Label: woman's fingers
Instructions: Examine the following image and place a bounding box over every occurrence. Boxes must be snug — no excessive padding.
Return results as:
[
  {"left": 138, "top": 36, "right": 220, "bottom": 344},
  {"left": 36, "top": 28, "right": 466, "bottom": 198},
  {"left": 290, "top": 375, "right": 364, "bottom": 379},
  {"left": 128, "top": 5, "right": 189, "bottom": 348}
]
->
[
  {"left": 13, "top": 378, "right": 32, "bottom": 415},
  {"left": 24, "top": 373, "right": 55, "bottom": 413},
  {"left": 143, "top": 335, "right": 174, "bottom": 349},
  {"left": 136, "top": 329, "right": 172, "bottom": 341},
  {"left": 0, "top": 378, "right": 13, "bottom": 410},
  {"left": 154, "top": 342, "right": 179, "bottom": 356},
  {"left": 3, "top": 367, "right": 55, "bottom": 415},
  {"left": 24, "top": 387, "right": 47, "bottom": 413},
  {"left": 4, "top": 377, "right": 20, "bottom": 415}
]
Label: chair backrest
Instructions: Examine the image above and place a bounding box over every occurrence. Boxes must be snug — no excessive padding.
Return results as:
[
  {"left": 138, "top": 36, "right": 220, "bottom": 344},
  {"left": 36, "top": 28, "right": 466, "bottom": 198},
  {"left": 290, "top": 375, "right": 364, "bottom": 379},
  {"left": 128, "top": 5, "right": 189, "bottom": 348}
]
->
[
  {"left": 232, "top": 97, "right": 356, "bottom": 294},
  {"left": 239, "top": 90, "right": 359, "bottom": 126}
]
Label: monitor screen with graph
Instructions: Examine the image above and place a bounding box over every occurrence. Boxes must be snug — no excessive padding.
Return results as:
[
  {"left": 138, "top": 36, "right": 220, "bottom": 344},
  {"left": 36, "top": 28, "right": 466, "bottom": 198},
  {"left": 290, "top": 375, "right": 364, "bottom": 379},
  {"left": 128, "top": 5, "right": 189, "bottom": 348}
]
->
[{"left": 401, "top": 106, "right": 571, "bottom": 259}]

******

> **YOUR INSTRUCTIONS**
Output each entry precisely as given.

> **RESPONSE BOX**
Label: woman's fingers
Instructions: Examine the following image and place a bounding box over every occurrence. Boxes must be snug — no excessive padding.
Return results as:
[
  {"left": 138, "top": 36, "right": 220, "bottom": 344},
  {"left": 36, "top": 28, "right": 466, "bottom": 198},
  {"left": 290, "top": 375, "right": 364, "bottom": 379},
  {"left": 128, "top": 5, "right": 189, "bottom": 348}
]
->
[
  {"left": 13, "top": 378, "right": 32, "bottom": 415},
  {"left": 24, "top": 373, "right": 55, "bottom": 413},
  {"left": 143, "top": 335, "right": 174, "bottom": 349},
  {"left": 136, "top": 329, "right": 172, "bottom": 341},
  {"left": 0, "top": 378, "right": 13, "bottom": 410},
  {"left": 154, "top": 342, "right": 179, "bottom": 356},
  {"left": 3, "top": 367, "right": 55, "bottom": 415},
  {"left": 24, "top": 387, "right": 47, "bottom": 413},
  {"left": 4, "top": 377, "right": 20, "bottom": 415}
]
Label: chair backrest
Instructions: Examine the image above and place a bounding box over every occurrence. Boxes must be snug — no excessive padding.
Return results as:
[
  {"left": 138, "top": 36, "right": 220, "bottom": 344},
  {"left": 36, "top": 28, "right": 466, "bottom": 198},
  {"left": 290, "top": 375, "right": 364, "bottom": 379},
  {"left": 128, "top": 5, "right": 189, "bottom": 348}
]
->
[
  {"left": 232, "top": 97, "right": 356, "bottom": 294},
  {"left": 239, "top": 90, "right": 359, "bottom": 126}
]
Label: monitor screen with graph
Instructions: Examine the image above and place a bounding box over every occurrence. Boxes must be snug — no excessive padding.
Return results as:
[
  {"left": 138, "top": 36, "right": 220, "bottom": 344},
  {"left": 36, "top": 28, "right": 466, "bottom": 198},
  {"left": 290, "top": 375, "right": 364, "bottom": 379},
  {"left": 128, "top": 5, "right": 189, "bottom": 348}
]
->
[{"left": 401, "top": 106, "right": 571, "bottom": 259}]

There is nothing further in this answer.